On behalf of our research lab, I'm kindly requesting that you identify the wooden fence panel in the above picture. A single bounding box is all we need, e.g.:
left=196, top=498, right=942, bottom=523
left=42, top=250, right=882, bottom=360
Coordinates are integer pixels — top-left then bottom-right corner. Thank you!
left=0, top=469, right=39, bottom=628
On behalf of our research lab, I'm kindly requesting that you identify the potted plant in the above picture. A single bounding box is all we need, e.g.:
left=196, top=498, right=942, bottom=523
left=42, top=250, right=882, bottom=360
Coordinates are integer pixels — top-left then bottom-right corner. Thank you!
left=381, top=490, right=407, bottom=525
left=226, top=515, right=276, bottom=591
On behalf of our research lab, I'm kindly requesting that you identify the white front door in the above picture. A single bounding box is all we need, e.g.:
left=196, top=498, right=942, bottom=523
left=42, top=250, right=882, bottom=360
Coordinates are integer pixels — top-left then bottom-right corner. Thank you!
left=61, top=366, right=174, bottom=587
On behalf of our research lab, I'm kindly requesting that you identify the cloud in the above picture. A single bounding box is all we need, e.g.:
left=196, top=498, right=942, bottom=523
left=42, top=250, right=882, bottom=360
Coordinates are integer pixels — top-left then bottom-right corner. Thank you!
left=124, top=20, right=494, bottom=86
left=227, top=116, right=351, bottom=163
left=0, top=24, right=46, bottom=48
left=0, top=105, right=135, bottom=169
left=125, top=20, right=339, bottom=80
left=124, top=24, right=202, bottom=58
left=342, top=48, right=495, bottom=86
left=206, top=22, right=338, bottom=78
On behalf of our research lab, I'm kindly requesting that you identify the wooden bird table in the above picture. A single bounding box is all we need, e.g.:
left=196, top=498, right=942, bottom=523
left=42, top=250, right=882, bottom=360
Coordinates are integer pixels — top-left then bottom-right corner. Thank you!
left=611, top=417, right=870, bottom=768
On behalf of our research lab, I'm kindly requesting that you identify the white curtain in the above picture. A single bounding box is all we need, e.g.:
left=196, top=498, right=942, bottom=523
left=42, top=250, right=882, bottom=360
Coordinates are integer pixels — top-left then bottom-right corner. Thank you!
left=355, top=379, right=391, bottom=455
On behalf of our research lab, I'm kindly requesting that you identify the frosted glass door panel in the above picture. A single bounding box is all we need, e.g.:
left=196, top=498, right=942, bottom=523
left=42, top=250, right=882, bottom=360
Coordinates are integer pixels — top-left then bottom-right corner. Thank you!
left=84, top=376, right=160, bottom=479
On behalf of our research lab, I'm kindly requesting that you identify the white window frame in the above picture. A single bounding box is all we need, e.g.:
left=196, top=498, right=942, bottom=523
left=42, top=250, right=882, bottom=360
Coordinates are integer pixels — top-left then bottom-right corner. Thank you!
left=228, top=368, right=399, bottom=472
___
» **The problem**
How many lines in the items above contain the string "need", with case counting? Reply with the number only.

» **Reply to the task**
8